**Quoted text**
Office of the ATTORNEY GENERAL
December 19, 2002
Mr. Jonathan Kaplan
Dear Mr. Kaplan:
You ask whether certain information is subject to required public disclosure under chapter 552 of the Government Code. Your request was assigned ID#173932.
The City of San Antonio (the "city") received a request for copies of the planning and architectural design (including the contractors' names and addresses) used in the renovation of Sul Ross Middle School from 1986 to the present. You claim that the requested information may be excepted from disclosure under section 552.110 of the Government Code. Furthermore, you state, and provide documentation showing, that you have notified PBK Architects, Inc., Madeline Anz Slay Architecture PLLC, Slay Engineering, and Silber and Associates, third parties whose proprietary interests may be implicated by the request for information. See Gov't Code § 552.305 (permitting interested third party to submit to attorney general reasons why requested information should not be released); Open Records Decision No. 542 (1990) (determining that statutory predecessor to Gov't Code § 552.305 permits governmental body to rely on interested third party to raise and explain applicability of exception in Public Information Act in certain circumstances). We have considered all submitted arguments and reviewed the representative sample of information submitted by the city.(1)
Initially, we must address the city's obligations under section 552.301 of the Government Code. Pursuant to section 552.301(b), a governmental body must ask for a decision from this office and state the exceptions that apply not later than the tenth business day after the date of receiving the written request. Further, pursuant to section 552.301(e), a governmental body is required to submit to this office within fifteen business days of receiving an open records request (1) general written comments stating the reasons why the stated exceptions apply that would allow the information to be withheld, (2) a copy of the written request for information, (3) a signed statement or sufficient evidence showing the date the governmental body received the written request, and (4) a copy of the specific information requested or representative samples, labeled to indicate which exceptions apply to which parts of the documents. You state that the city received the present request for information on July 10, 2002. The city did not request a decision from this office or submit to this office a copy of, or a representative sample of, the specific information requested until October 11, 2002. See Gov't Code § 552.308(a). Consequently, the city failed to comply with the requirements of both section 552.301(b) and section 552.301(e) of the Government Code.

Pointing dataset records
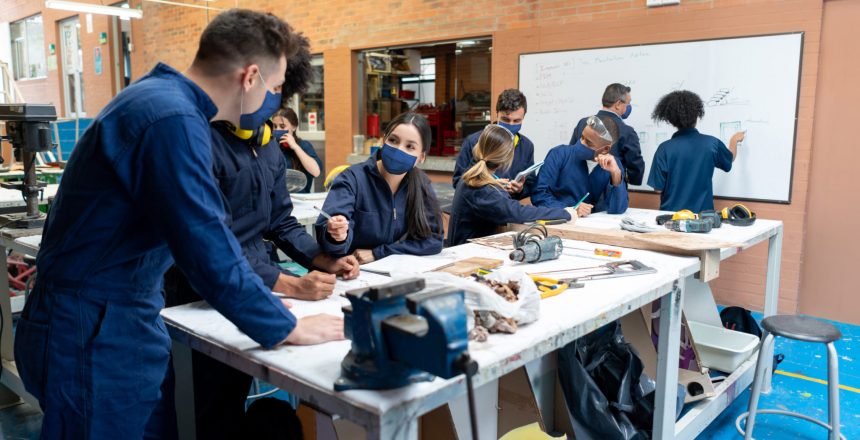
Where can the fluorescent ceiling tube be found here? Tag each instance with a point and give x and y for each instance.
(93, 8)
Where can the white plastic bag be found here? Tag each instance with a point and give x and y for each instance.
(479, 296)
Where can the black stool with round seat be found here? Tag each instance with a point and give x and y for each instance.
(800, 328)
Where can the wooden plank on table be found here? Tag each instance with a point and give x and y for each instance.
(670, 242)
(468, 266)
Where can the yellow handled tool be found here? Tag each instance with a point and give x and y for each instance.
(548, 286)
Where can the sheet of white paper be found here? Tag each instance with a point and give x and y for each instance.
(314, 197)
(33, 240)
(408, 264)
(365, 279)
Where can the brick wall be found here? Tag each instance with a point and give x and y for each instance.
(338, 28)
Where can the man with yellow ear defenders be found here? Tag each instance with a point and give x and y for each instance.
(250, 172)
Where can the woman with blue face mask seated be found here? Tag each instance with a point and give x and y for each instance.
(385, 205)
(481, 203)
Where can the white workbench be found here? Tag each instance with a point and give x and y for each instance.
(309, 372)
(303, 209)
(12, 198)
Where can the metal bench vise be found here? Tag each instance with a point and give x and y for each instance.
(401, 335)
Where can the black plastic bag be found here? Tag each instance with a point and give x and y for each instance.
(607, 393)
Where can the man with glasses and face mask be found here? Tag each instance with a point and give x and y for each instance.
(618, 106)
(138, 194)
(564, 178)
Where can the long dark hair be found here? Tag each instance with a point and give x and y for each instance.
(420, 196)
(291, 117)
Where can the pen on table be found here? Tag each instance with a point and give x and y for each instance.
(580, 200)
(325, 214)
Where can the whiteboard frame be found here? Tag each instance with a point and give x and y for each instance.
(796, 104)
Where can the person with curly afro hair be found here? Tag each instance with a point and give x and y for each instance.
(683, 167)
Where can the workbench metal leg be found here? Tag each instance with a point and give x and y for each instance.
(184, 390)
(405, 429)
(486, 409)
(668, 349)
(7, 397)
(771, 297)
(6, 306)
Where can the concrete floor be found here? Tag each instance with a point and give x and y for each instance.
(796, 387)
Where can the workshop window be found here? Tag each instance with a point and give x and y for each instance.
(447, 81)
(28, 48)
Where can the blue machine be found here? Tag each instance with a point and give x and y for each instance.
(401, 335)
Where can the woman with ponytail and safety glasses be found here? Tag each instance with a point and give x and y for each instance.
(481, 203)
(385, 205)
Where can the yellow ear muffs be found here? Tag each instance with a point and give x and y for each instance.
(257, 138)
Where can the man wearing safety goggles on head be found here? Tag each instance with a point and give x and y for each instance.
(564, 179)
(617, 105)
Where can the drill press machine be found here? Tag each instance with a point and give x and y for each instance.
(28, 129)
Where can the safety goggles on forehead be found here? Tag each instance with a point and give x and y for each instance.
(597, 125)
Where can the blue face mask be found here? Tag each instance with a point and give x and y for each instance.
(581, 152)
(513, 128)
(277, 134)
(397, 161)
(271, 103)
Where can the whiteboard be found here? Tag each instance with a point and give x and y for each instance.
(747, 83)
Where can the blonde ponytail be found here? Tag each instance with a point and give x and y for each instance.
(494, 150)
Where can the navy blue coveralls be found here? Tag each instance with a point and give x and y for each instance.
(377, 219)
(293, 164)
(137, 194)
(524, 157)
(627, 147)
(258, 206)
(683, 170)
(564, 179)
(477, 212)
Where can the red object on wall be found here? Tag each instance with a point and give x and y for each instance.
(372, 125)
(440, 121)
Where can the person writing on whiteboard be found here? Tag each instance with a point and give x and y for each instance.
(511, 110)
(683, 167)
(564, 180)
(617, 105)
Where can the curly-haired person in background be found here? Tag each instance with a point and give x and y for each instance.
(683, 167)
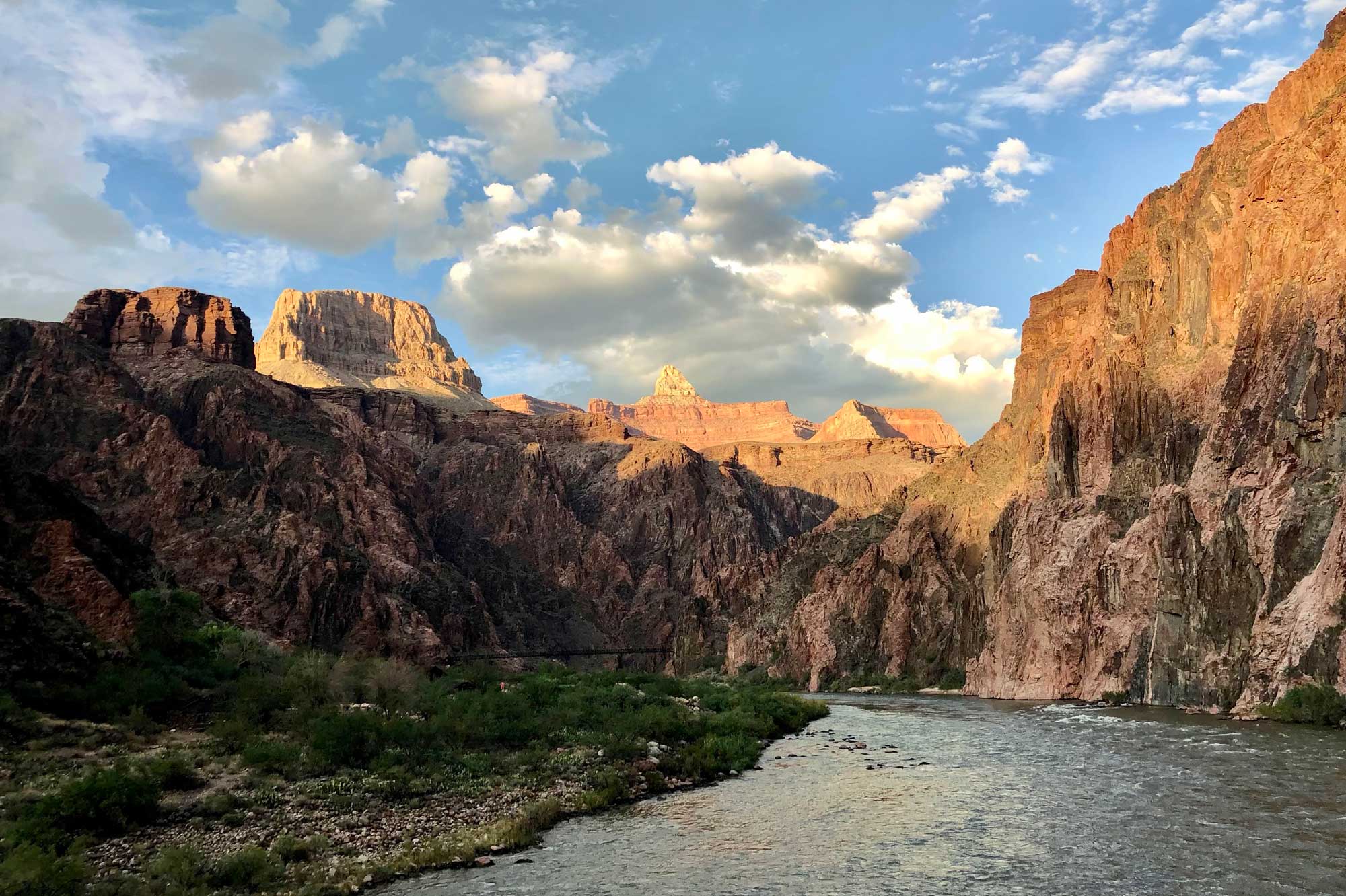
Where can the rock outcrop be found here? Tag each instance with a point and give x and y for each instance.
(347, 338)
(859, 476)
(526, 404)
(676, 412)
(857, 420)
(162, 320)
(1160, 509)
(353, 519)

---

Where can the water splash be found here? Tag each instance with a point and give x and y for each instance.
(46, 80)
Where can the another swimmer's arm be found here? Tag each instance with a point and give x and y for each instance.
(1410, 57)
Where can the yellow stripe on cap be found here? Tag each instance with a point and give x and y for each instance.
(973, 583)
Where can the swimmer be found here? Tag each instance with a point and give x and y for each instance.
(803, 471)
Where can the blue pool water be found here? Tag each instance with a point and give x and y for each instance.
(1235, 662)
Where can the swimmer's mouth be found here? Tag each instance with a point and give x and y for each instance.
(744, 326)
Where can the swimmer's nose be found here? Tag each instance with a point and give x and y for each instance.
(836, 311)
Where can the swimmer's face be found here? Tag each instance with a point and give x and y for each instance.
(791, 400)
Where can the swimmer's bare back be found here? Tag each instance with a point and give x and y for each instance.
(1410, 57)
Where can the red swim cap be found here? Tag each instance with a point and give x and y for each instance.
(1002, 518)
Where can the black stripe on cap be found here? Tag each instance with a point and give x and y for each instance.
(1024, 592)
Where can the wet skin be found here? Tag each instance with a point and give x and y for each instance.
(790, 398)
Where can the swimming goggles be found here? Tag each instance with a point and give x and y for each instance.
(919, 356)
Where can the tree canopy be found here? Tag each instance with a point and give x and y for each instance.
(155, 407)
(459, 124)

**Set task**
Indicate whether each statement below agrees with the attorney general's letter, answering yes or no and quoting the deciding words of the letter: (a) the city received the request for information on July 10, 2002; (b) the city claimed the requested information may be excepted from disclosure under section 552.305; (c) section 552.301(b) sets the fifteenth business day as the deadline for asking for a decision.

**Correct response**
(a) Yes: "You state that the city received the present request for information on July 10, 2002."
(b) No: "You claim that the requested information may be excepted from disclosure under section 552.110 of the Government Code."
(c) No: "not later than the tenth business day after the date of receiving the written request"